> **Instruction**:
Find "Could you point at the person wearing" in the data, then restate the line it sits in and every later line word for word, ending with the last line.

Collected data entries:
* * * * * * *
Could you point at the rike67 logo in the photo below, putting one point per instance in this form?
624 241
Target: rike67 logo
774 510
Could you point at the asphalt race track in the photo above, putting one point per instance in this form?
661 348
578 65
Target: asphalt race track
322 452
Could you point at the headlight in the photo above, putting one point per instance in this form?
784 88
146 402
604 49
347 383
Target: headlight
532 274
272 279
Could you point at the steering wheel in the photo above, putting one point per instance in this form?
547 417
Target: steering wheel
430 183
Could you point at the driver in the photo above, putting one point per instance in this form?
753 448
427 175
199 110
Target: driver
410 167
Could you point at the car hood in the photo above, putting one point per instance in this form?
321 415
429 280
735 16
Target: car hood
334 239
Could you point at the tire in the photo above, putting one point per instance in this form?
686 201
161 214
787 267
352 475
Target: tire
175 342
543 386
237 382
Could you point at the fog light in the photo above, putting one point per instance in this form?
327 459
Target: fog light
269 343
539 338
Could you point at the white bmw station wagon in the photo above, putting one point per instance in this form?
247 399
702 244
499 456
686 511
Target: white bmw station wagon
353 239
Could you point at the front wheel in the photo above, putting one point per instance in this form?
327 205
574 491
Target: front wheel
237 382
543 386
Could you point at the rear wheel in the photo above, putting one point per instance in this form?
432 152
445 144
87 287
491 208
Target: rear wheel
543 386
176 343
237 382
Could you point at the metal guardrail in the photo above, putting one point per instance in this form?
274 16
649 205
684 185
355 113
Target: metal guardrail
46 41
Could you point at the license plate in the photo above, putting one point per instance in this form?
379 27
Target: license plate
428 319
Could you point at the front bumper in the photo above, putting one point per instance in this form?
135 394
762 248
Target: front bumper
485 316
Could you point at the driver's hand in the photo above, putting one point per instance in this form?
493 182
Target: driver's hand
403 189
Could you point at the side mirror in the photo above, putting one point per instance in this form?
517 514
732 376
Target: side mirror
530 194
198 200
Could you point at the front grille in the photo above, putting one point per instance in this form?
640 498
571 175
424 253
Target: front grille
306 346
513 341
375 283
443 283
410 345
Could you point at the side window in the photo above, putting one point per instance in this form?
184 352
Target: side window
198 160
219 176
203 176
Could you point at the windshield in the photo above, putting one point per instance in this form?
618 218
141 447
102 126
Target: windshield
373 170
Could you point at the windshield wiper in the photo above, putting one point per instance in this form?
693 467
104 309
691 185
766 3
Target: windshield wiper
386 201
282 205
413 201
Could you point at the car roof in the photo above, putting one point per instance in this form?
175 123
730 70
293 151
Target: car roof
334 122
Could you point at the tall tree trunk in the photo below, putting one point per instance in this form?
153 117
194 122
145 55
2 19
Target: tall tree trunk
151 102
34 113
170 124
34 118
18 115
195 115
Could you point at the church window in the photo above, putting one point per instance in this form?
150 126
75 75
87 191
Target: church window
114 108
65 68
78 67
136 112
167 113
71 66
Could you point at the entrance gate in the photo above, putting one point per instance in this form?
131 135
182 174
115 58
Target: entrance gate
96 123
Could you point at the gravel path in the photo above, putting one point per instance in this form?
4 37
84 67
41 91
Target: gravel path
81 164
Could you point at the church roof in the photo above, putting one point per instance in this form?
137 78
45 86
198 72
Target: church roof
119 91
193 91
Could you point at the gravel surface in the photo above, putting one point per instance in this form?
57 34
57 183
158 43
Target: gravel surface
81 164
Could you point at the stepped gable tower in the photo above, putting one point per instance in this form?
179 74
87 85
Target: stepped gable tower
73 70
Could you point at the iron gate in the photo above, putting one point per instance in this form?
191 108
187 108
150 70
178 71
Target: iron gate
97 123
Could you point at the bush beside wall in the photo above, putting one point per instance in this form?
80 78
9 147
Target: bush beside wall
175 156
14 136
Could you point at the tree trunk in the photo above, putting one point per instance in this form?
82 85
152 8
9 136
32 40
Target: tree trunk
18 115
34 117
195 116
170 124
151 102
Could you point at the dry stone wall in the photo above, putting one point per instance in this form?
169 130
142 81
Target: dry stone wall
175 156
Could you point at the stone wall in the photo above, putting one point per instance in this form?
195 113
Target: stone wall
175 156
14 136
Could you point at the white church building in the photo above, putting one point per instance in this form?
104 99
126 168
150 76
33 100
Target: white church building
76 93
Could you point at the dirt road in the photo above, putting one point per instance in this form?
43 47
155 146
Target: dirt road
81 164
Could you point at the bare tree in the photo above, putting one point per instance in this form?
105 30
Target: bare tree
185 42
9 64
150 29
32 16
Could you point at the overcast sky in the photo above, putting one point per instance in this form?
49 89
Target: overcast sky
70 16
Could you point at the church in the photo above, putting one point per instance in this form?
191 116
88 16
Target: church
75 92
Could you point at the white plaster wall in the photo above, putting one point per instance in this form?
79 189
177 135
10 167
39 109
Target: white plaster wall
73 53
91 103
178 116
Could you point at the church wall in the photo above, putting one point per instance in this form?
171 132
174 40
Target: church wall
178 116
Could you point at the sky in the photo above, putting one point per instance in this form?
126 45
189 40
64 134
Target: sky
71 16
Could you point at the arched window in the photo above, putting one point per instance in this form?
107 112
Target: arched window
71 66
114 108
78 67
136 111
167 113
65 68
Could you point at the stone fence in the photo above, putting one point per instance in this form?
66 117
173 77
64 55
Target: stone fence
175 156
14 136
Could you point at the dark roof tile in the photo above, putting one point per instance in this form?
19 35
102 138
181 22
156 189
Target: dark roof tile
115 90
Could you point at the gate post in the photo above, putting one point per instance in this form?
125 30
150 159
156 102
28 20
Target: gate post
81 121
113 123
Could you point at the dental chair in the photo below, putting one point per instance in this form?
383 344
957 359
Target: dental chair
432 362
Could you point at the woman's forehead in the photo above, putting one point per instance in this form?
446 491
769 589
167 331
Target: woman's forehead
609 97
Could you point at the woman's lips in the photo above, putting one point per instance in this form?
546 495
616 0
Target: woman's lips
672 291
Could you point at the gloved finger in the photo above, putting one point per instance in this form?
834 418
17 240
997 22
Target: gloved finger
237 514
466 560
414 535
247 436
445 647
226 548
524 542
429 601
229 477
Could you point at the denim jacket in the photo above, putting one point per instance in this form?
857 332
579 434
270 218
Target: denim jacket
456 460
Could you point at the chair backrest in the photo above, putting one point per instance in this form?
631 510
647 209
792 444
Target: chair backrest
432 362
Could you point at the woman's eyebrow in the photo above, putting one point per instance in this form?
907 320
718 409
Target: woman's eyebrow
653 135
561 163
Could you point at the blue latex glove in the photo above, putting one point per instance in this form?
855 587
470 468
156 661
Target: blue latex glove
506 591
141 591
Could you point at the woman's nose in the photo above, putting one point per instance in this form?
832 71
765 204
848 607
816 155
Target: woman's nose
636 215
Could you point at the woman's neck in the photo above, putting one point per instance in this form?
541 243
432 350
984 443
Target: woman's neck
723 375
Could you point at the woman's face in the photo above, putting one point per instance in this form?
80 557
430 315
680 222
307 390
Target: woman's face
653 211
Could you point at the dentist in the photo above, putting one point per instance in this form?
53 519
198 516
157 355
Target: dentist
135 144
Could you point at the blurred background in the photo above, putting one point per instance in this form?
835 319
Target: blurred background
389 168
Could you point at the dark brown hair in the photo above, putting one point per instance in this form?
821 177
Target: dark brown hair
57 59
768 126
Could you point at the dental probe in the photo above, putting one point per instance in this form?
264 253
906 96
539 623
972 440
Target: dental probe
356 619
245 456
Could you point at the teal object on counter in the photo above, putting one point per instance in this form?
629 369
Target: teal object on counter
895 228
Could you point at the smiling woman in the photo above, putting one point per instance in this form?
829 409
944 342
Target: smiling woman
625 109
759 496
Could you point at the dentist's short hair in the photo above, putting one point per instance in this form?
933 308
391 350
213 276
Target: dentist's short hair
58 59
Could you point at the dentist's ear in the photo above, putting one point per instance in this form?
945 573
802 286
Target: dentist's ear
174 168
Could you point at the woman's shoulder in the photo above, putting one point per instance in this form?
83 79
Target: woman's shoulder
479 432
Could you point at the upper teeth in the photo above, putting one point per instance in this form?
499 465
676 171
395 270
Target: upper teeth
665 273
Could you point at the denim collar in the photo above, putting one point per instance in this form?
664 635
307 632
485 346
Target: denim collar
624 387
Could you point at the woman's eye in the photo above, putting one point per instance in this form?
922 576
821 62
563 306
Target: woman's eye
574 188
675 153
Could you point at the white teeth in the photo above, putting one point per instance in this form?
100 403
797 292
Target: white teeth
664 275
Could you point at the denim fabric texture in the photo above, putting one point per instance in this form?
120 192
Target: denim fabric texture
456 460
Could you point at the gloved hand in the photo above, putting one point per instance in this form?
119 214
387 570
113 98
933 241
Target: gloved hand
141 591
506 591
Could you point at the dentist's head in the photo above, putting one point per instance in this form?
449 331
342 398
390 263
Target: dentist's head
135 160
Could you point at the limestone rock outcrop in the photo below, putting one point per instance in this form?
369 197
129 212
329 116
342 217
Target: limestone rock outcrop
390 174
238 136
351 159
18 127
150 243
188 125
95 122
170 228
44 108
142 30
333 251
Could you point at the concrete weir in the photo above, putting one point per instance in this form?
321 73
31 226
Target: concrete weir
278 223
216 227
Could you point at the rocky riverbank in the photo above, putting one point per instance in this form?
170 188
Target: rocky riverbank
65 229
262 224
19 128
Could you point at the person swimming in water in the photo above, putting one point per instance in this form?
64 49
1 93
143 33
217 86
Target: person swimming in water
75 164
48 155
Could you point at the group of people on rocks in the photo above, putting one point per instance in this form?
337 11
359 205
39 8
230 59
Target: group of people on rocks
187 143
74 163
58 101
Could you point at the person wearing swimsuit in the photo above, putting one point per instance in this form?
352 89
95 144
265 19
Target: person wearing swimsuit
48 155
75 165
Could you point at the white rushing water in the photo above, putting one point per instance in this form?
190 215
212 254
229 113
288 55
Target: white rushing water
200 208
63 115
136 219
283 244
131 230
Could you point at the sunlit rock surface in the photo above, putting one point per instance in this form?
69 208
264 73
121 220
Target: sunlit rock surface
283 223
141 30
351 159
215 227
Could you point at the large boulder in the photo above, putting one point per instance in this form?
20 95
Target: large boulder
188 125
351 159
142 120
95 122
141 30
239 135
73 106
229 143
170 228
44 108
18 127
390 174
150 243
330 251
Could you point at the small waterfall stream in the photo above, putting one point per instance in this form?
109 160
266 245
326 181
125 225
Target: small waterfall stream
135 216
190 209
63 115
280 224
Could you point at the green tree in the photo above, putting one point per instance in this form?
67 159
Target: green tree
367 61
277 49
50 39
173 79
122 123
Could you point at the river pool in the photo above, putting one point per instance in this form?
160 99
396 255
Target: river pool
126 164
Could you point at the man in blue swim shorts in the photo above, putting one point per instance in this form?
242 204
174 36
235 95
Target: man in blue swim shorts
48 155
* * * * * * *
> **Complete output**:
Could you point at the person wearing swimsuit in the photo above, putting one point per instance in this form?
352 89
95 144
265 19
Target: person wearing swimsuit
48 155
75 165
Could you point at the white rushing water in the photo above, putting one point per instance in this form?
190 215
212 254
229 113
288 55
Target: white rushing water
200 208
63 115
136 219
283 244
131 230
Could you point at the sunlit rock surface in the photo above, putting one point per instance in this form?
69 208
264 73
121 220
Target: sunlit rock surface
283 223
141 30
351 159
215 227
Could you point at the large boulder in the photo above, putting one point per instance in this form?
20 95
Target: large boulder
188 125
351 159
142 120
95 122
141 30
239 135
73 106
229 143
170 228
44 108
18 127
390 174
150 243
330 251
Could you point at the small waterfall stream in the photo above, putting one point per instance in this form?
109 160
266 245
326 181
125 225
Target: small waterfall stream
135 216
190 209
63 115
280 224
Could you point at the green tree in the photo above, putting one point per instance in this form?
67 159
Target: green tree
367 61
277 49
50 39
173 79
122 123
Could you point at the river pool in the photo above, putting one point per instance in this form?
160 99
396 255
Target: river pool
126 164
Could you point at the man in blue swim shorts in the photo above, putting one point per instance in this form?
242 204
174 36
235 95
Target: man in blue swim shorts
48 155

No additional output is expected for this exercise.